→ To do
Below are the entries; return exactly the line with "Tag the face" and every later line, without anything else.

•••••

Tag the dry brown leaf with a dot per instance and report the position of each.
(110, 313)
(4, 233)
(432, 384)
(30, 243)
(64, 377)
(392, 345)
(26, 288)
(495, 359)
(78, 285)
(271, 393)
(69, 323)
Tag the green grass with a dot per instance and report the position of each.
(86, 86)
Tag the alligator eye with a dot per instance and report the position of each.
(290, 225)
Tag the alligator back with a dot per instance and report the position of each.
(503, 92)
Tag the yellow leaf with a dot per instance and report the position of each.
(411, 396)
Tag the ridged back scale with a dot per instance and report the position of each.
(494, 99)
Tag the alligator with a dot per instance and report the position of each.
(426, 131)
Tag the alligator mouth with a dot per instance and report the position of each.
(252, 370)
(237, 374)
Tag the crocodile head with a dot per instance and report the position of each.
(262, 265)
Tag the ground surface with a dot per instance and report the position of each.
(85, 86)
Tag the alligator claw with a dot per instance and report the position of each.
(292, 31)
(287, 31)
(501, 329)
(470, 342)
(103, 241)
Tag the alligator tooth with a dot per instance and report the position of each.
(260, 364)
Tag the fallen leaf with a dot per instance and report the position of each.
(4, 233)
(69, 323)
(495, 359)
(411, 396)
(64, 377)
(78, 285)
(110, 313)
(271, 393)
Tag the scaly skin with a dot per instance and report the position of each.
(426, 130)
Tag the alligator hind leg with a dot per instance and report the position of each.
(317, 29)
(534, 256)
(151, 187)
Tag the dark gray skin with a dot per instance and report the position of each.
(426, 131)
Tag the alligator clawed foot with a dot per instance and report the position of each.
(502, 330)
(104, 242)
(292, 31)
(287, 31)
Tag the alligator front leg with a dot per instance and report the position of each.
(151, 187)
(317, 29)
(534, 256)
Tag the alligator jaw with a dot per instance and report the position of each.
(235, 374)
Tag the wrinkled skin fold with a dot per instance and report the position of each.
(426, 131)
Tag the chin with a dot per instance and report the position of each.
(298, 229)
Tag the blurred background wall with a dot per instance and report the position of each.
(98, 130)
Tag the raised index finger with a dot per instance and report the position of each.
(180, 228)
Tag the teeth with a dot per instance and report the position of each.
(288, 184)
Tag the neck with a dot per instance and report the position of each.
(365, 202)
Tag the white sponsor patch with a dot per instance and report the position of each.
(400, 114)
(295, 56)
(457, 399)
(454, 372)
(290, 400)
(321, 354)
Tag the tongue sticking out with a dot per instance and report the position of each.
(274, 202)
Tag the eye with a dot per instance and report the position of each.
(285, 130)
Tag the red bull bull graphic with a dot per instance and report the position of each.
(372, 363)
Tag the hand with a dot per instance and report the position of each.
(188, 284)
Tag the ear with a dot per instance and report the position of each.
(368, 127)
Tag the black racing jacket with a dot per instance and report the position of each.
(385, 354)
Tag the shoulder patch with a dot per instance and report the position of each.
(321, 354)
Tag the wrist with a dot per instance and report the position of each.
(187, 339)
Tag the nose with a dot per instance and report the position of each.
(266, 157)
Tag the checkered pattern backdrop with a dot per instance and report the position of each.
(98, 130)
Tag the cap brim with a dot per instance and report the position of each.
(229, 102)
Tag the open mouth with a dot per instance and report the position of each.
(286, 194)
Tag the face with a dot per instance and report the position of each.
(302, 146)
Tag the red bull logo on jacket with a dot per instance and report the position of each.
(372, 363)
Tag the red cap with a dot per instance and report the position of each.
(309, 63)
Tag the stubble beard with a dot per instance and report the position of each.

•••••

→ Output for this exercise
Tag the face with a dot per instance and report the position of each.
(302, 146)
Tag the red bull logo on jacket with a dot per instance and report the position of each.
(372, 363)
Tag the red cap with a dot per instance and report the position of each.
(309, 63)
Tag the stubble beard with a dot per instance and report the position of each.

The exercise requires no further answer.